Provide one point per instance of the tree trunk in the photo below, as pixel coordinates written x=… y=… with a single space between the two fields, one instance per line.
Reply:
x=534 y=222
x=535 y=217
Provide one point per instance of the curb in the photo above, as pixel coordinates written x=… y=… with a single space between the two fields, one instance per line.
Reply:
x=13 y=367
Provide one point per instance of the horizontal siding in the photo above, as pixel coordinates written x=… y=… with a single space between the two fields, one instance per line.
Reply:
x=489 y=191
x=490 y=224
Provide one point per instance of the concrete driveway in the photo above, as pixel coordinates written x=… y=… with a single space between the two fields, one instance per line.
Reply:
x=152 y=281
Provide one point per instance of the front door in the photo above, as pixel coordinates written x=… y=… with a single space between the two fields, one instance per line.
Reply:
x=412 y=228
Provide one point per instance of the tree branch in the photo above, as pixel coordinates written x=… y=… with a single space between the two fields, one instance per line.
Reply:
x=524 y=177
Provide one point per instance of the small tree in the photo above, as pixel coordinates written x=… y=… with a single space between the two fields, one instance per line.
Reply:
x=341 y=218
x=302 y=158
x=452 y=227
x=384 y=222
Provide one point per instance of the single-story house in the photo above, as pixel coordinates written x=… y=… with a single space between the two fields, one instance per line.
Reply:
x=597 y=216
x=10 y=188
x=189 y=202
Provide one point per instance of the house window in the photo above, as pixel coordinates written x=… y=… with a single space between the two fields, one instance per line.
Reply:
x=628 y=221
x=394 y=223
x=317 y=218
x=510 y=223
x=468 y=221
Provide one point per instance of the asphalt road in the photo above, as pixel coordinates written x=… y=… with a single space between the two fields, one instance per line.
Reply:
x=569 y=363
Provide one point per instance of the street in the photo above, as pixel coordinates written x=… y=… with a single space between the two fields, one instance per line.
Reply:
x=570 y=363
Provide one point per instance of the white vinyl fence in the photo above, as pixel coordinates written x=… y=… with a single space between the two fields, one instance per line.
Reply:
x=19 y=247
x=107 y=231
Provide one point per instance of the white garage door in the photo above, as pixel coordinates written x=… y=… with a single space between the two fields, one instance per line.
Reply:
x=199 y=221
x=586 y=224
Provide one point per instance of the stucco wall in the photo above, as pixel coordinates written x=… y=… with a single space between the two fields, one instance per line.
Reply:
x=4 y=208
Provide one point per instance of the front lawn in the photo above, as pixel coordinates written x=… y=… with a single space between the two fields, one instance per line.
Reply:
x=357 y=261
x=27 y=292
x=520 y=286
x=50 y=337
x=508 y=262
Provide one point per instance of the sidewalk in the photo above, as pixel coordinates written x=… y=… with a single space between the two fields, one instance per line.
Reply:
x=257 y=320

****************

EXERCISE BRIEF - Filter by the word "door": copy every line of the data that holds it.

WRITTEN REPLY -
Provide one point per instance of the front door in the photo above, as pixel coordinates written x=… y=… with a single space between the two fields, one instance per line.
Provide one point per instance of the white garage door in the photo above, as pixel coordinates written x=… y=… with a single space between the two fields, one instance per line.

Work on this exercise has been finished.